:: PASSAGE GIVEN ::
I'm surprised you've given the 70d the flick, I have the 6d, 40d, 70d, and 100d and in my opinion the 70d is the way to go! The 6d has the best IQ, but if your gonna do Airshows the 6d is going to struggle, if you liked the 40d and 100d you will love the 70d and remember the IQ of the 7d2 is going to be similar, and bigger and heavier to 70d 8)


----------



## zlatko (Oct 11, 2014)

For me, heart and head say 6D. It really hits the spot in features, size, weight, image quality and price. I love the way it handles and the fact that it has a big sensor. I don't need the superior AF or other features of the 7D2. I believe the 7D2 is a little heavier than the 6D, even though it has a smaller sensor. I might buy the 7D2 if I shot a lot of sports. Although I might choose the 70D over the 7D2 just based on the big price difference.

:: INSTRUCTION 1 ::
Copy the part of the camera discussion between "I'm surprised you've" and "big price difference.", inclusive.

:: SUPPLIED ENTRIES ::
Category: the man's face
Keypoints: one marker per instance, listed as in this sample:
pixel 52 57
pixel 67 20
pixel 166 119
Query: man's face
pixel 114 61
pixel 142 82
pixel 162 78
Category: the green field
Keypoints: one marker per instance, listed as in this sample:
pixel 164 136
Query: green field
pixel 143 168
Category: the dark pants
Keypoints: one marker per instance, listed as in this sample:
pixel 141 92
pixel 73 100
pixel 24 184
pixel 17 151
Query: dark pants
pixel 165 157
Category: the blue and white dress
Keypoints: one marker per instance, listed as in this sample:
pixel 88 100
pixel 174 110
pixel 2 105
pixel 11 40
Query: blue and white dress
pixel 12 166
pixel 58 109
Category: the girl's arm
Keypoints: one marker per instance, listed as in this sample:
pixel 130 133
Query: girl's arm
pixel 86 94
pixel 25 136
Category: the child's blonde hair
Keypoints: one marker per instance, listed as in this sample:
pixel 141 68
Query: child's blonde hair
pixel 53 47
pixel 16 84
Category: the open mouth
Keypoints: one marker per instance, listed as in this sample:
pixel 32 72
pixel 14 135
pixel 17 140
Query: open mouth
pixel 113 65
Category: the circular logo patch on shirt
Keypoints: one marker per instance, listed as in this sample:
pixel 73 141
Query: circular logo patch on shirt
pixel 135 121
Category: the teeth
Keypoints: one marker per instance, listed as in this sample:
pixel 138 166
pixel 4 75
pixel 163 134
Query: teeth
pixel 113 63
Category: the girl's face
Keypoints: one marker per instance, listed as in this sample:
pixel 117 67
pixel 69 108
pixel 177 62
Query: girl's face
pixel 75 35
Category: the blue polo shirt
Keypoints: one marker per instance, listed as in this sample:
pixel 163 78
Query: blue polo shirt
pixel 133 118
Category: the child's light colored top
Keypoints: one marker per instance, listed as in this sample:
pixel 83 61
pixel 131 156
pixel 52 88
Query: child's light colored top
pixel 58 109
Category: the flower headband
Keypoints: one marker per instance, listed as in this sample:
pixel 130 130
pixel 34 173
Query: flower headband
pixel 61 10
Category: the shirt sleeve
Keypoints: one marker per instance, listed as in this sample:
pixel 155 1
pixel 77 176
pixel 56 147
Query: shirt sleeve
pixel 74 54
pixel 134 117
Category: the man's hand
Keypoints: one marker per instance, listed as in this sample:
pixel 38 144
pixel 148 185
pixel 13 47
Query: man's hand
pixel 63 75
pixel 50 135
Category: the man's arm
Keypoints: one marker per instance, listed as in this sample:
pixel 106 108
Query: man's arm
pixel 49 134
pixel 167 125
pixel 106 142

:: INSTRUCTION 2 ::
In the entries, replace "Query" with "Prompt" between the lines holding "Category: the girl's arm" and "pixel 134 117", inclusive. Return only those lines and leave everything else unchanged.

:: WRITTEN SOLUTION 1 ::
I'm surprised you've given the 70d the flick, I have the 6d, 40d, 70d, and 100d and in my opinion the 70d is the way to go! The 6d has the best IQ, but if your gonna do Airshows the 6d is going to struggle, if you liked the 40d and 100d you will love the 70d and remember the IQ of the 7d2 is going to be similar, and bigger and heavier to 70d 8)


----------



## zlatko (Oct 11, 2014)

For me, heart and head say 6D. It really hits the spot in features, size, weight, image quality and price. I love the way it handles and the fact that it has a big sensor. I don't need the superior AF or other features of the 7D2. I believe the 7D2 is a little heavier than the 6D, even though it has a smaller sensor. I might buy the 7D2 if I shot a lot of sports. Although I might choose the 70D over the 7D2 just based on the big price difference.

:: WRITTEN SOLUTION 2 ::
Category: the girl's arm
Keypoints: one marker per instance, listed as in this sample:
pixel 130 133
Prompt: girl's arm
pixel 86 94
pixel 25 136
Category: the child's blonde hair
Keypoints: one marker per instance, listed as in this sample:
pixel 141 68
Prompt: child's blonde hair
pixel 53 47
pixel 16 84
Category: the open mouth
Keypoints: one marker per instance, listed as in this sample:
pixel 32 72
pixel 14 135
pixel 17 140
Prompt: open mouth
pixel 113 65
Category: the circular logo patch on shirt
Keypoints: one marker per instance, listed as in this sample:
pixel 73 141
Prompt: circular logo patch on shirt
pixel 135 121
Category: the teeth
Keypoints: one marker per instance, listed as in this sample:
pixel 138 166
pixel 4 75
pixel 163 134
Prompt: teeth
pixel 113 63
Category: the girl's face
Keypoints: one marker per instance, listed as in this sample:
pixel 117 67
pixel 69 108
pixel 177 62
Prompt: girl's face
pixel 75 35
Category: the blue polo shirt
Keypoints: one marker per instance, listed as in this sample:
pixel 163 78
Prompt: blue polo shirt
pixel 133 118
Category: the child's light colored top
Keypoints: one marker per instance, listed as in this sample:
pixel 83 61
pixel 131 156
pixel 52 88
Prompt: child's light colored top
pixel 58 109
Category: the flower headband
Keypoints: one marker per instance, listed as in this sample:
pixel 130 130
pixel 34 173
Prompt: flower headband
pixel 61 10
Category: the shirt sleeve
Keypoints: one marker per instance, listed as in this sample:
pixel 155 1
pixel 77 176
pixel 56 147
Prompt: shirt sleeve
pixel 74 54
pixel 134 117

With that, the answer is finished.